What you need to do: Write out, unchanged, the lines from the one holding "Study the photograph above. For every instance of the crowd" to the close of the listing. Both the first and last lines belong in it.
"""
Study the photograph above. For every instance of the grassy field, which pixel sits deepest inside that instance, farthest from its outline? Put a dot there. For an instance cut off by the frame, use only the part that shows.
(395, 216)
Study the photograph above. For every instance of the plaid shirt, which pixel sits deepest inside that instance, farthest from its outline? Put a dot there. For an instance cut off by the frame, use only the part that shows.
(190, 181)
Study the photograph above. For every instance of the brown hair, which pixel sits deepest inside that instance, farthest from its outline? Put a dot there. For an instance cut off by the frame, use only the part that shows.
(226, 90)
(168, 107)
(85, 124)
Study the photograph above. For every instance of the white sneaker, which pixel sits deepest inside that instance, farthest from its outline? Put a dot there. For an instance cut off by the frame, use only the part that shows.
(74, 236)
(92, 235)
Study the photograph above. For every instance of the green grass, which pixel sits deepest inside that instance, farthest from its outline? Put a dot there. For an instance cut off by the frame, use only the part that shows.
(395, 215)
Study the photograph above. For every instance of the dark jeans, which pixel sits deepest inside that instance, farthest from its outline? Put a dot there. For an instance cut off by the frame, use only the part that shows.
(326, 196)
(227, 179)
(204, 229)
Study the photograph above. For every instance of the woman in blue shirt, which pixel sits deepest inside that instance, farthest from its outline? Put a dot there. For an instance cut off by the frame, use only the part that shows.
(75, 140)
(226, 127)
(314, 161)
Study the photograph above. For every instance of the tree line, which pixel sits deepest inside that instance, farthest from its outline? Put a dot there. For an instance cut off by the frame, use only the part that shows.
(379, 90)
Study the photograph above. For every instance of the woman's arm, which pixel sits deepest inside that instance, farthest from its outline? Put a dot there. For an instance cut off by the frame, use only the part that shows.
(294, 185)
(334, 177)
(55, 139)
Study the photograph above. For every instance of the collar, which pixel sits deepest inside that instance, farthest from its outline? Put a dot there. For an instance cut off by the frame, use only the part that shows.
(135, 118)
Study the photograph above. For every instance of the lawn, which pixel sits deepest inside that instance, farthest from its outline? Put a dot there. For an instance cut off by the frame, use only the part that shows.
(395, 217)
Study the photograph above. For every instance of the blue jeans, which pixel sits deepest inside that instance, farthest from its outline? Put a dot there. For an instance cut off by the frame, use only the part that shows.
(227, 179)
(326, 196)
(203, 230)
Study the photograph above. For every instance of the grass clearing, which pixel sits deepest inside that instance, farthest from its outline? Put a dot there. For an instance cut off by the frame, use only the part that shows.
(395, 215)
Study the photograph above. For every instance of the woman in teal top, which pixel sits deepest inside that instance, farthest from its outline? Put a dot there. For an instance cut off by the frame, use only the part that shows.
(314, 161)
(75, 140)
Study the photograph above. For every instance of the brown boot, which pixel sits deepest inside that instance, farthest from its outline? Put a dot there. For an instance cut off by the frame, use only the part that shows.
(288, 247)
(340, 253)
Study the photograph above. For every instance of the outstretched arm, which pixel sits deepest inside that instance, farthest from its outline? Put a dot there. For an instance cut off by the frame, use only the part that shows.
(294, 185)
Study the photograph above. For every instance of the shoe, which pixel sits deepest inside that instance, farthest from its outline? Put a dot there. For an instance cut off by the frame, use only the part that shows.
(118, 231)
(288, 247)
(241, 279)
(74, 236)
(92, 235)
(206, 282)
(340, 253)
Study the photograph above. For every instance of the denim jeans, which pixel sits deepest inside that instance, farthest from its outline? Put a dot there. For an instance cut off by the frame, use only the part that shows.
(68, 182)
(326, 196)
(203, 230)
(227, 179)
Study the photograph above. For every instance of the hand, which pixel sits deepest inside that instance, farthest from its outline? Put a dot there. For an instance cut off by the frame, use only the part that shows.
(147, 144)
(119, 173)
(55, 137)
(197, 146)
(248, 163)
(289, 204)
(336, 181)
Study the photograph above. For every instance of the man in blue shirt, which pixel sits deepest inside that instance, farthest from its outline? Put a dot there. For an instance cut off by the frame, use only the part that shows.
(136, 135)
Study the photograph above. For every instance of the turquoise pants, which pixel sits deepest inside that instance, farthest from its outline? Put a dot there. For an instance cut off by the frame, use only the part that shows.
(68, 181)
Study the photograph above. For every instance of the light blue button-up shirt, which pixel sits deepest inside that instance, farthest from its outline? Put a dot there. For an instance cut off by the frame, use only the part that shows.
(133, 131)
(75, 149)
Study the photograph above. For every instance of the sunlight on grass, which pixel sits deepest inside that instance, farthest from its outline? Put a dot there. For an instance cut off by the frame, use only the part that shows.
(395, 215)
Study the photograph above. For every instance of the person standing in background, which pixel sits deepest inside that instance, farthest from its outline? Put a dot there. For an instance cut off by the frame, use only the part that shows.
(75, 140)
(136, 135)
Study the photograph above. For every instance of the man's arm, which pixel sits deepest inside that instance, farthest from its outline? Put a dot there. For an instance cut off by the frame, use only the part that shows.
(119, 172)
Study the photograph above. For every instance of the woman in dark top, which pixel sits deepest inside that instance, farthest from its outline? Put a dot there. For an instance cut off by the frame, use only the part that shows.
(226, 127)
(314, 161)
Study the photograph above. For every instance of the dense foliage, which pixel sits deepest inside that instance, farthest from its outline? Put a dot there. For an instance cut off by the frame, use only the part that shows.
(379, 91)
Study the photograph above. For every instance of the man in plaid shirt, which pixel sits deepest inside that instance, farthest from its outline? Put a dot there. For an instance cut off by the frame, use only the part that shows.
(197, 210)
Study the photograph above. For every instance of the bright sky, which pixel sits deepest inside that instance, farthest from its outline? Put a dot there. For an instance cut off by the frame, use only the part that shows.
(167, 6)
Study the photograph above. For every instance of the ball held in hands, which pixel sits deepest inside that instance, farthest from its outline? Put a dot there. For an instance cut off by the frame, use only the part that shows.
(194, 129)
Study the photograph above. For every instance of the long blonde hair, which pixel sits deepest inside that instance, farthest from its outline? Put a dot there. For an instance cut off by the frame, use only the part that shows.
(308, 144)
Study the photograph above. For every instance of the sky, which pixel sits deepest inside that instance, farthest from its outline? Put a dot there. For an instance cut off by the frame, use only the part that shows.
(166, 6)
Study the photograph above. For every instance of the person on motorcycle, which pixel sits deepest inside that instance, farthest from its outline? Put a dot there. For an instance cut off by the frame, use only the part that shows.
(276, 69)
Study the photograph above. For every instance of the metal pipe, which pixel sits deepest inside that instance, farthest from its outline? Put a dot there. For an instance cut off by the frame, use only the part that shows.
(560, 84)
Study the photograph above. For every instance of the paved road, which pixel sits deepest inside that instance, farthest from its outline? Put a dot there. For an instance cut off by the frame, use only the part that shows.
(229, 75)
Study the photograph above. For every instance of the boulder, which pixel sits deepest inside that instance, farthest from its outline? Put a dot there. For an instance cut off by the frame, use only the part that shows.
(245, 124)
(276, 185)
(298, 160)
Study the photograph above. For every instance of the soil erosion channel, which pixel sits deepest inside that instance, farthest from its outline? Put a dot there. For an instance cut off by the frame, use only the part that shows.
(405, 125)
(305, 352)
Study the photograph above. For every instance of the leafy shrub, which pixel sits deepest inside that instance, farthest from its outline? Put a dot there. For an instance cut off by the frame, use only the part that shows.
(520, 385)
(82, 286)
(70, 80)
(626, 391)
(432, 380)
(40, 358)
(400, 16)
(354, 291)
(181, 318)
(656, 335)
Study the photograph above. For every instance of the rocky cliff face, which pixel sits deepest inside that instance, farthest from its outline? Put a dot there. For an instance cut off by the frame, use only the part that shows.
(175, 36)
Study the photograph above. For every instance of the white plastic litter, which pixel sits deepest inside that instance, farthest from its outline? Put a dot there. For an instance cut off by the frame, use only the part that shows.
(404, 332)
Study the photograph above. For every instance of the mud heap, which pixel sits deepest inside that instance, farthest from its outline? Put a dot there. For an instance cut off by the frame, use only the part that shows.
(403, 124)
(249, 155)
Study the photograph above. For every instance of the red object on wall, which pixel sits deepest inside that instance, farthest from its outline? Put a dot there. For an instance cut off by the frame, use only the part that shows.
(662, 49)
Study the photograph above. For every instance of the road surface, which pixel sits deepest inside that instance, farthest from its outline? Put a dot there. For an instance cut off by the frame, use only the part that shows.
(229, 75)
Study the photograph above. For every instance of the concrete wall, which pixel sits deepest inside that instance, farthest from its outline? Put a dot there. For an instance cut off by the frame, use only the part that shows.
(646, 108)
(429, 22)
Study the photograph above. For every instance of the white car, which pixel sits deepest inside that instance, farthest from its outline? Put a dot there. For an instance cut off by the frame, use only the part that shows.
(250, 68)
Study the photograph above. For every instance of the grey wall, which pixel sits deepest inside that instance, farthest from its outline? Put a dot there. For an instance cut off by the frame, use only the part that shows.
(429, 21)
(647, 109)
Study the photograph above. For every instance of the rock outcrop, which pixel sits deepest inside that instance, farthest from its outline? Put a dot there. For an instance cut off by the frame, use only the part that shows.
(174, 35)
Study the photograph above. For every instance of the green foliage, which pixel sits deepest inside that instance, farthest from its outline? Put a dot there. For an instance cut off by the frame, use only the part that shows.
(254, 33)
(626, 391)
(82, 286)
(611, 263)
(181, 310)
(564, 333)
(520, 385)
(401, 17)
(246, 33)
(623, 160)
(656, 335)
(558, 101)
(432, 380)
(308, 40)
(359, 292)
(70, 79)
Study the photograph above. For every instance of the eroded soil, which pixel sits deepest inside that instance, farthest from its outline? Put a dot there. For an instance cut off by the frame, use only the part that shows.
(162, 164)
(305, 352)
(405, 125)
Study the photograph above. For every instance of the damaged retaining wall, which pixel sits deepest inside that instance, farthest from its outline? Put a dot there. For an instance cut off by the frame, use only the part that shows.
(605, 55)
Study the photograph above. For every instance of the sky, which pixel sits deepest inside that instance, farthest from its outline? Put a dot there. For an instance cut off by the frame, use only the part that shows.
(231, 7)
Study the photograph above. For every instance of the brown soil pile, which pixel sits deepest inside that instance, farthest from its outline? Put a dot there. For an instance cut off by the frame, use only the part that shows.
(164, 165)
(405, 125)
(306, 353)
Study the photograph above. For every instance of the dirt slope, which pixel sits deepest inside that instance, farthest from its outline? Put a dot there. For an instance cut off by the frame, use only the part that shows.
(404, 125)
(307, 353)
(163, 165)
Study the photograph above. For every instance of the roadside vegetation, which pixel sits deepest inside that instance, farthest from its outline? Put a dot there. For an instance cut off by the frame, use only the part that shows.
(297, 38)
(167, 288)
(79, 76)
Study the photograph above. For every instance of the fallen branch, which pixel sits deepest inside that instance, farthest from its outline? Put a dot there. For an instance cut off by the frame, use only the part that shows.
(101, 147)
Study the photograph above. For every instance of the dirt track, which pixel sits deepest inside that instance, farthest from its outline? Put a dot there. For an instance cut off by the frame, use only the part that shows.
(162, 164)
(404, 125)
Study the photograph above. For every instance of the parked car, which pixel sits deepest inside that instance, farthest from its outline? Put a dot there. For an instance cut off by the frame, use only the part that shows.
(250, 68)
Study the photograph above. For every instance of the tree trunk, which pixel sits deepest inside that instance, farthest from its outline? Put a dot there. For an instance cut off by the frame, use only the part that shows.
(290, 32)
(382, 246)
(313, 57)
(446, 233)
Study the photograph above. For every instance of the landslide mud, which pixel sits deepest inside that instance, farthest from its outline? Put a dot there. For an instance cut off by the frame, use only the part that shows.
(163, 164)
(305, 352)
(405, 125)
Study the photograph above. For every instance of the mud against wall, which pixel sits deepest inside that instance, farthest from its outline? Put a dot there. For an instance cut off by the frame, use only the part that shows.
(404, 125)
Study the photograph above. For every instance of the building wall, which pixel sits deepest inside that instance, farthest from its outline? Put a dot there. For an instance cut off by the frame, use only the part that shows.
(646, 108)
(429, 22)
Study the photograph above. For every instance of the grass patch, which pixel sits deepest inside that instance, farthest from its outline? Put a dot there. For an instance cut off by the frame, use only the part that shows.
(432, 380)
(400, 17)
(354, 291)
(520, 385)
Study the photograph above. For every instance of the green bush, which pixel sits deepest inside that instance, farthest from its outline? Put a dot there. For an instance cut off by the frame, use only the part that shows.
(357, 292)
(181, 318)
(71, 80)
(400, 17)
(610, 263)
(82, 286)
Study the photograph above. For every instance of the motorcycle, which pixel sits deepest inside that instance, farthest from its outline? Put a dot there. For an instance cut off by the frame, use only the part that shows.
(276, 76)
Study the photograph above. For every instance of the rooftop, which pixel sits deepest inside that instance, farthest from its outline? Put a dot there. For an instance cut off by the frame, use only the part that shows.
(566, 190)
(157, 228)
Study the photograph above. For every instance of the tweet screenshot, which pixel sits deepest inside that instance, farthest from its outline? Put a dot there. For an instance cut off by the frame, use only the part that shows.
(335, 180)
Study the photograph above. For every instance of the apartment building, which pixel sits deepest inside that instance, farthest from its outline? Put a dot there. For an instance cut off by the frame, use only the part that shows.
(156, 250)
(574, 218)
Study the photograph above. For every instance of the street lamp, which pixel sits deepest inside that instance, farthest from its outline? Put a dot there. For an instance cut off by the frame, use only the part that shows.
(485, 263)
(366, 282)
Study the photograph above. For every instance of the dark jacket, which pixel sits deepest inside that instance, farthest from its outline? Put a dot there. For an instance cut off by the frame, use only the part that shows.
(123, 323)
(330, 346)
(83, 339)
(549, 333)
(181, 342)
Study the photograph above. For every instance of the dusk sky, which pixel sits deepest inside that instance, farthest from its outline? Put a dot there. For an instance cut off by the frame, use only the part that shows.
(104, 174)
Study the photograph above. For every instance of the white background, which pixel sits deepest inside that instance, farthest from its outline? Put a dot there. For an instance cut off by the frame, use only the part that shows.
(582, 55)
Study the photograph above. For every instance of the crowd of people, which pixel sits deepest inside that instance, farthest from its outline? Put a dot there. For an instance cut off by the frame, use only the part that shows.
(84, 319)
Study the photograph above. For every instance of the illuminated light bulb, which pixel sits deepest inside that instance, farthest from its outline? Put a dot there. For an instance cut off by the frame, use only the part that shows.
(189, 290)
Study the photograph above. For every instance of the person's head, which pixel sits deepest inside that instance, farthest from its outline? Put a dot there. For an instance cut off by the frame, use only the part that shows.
"""
Answer section:
Study the photograph above. For every instance of the crowd of people, which pixel sits deepest inside that instance, farthest from its outline? Put a dot there. For an instance cut off by the frame, use only the part that shows.
(84, 319)
Study the photograph above. For every instance of the illuminated light bulb, which pixel sits deepest inside that instance, farthest from its outline? Put a dot there. For an instance cut off by the frame, use only the part that shows.
(189, 290)
Study the photograph above. For every instance of the person's head, which pixel sits deepest inside that instance, farthest from its outline? Put a dot there. For an instance cut off by the frame, use only the part that shows.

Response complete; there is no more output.